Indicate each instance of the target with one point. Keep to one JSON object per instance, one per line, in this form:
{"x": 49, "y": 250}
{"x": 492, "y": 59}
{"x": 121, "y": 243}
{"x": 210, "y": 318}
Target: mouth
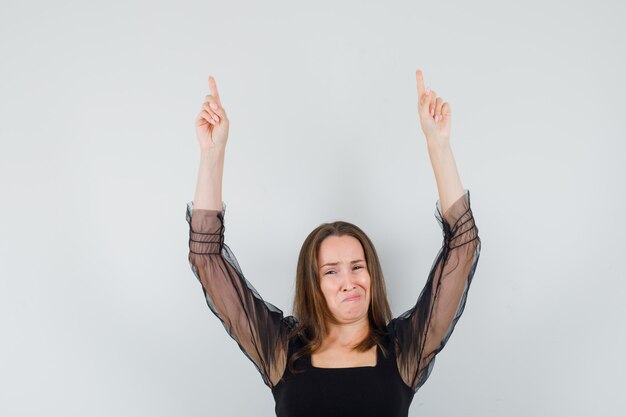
{"x": 352, "y": 298}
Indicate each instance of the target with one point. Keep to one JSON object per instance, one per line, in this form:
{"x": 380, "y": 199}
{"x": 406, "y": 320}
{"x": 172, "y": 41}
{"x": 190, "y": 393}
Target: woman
{"x": 340, "y": 354}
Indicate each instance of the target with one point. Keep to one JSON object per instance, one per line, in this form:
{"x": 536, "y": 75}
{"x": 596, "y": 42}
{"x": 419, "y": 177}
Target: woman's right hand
{"x": 212, "y": 122}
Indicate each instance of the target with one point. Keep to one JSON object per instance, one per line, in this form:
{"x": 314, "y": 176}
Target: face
{"x": 344, "y": 278}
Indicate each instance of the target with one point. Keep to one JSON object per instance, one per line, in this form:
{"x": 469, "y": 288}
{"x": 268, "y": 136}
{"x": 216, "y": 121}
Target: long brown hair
{"x": 309, "y": 305}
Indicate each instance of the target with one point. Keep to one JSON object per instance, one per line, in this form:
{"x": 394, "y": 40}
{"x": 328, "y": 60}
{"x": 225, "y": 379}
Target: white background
{"x": 100, "y": 314}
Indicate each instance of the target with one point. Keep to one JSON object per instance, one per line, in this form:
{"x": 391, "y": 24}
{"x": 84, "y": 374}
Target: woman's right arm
{"x": 257, "y": 326}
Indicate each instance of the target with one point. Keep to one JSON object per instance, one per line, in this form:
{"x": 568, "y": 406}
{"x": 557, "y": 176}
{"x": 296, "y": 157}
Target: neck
{"x": 346, "y": 334}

------------------------------------

- **What the task asks**
Keeping the pictures out, output the records from above exactly and completely.

- **Answer section**
Indicate each instance of the target with one point. Keep to one JSON object per instance, one per line, in this form:
{"x": 49, "y": 250}
{"x": 492, "y": 59}
{"x": 121, "y": 243}
{"x": 210, "y": 318}
Target: mouth
{"x": 352, "y": 298}
Indicate each instance of the target with one point. Keep to one JSON object per instance, one per line, in this form:
{"x": 380, "y": 199}
{"x": 406, "y": 320}
{"x": 172, "y": 41}
{"x": 190, "y": 393}
Target: woman
{"x": 340, "y": 354}
Indicate each instance of the target with one point. Keep to one JSON object per instance, one per line, in this form:
{"x": 536, "y": 75}
{"x": 596, "y": 42}
{"x": 419, "y": 177}
Target: woman's right hand
{"x": 212, "y": 122}
Indicate each instance of the target with one point. Keep to one JSON object per instance, one per line, in this form:
{"x": 314, "y": 176}
Target: face
{"x": 344, "y": 278}
Indicate each instance of the target with one point. Keep to one JSON object per instance, one per line, in this form:
{"x": 469, "y": 288}
{"x": 268, "y": 136}
{"x": 216, "y": 121}
Target: long brown hair
{"x": 309, "y": 305}
Indicate each instance of the target with one point. Keep to one JSON object per instance, one per line, in this form:
{"x": 394, "y": 40}
{"x": 328, "y": 60}
{"x": 225, "y": 379}
Target: white background
{"x": 100, "y": 314}
Indicate each instance of the target with one point. Keep to one JSON object per instance, one per line, in this form:
{"x": 391, "y": 24}
{"x": 84, "y": 374}
Target: woman's right arm
{"x": 257, "y": 326}
Indicate each instance of the target with one point. Keep to one JSON object per instance, one per line, in this form:
{"x": 568, "y": 406}
{"x": 557, "y": 176}
{"x": 296, "y": 157}
Target: neck
{"x": 346, "y": 334}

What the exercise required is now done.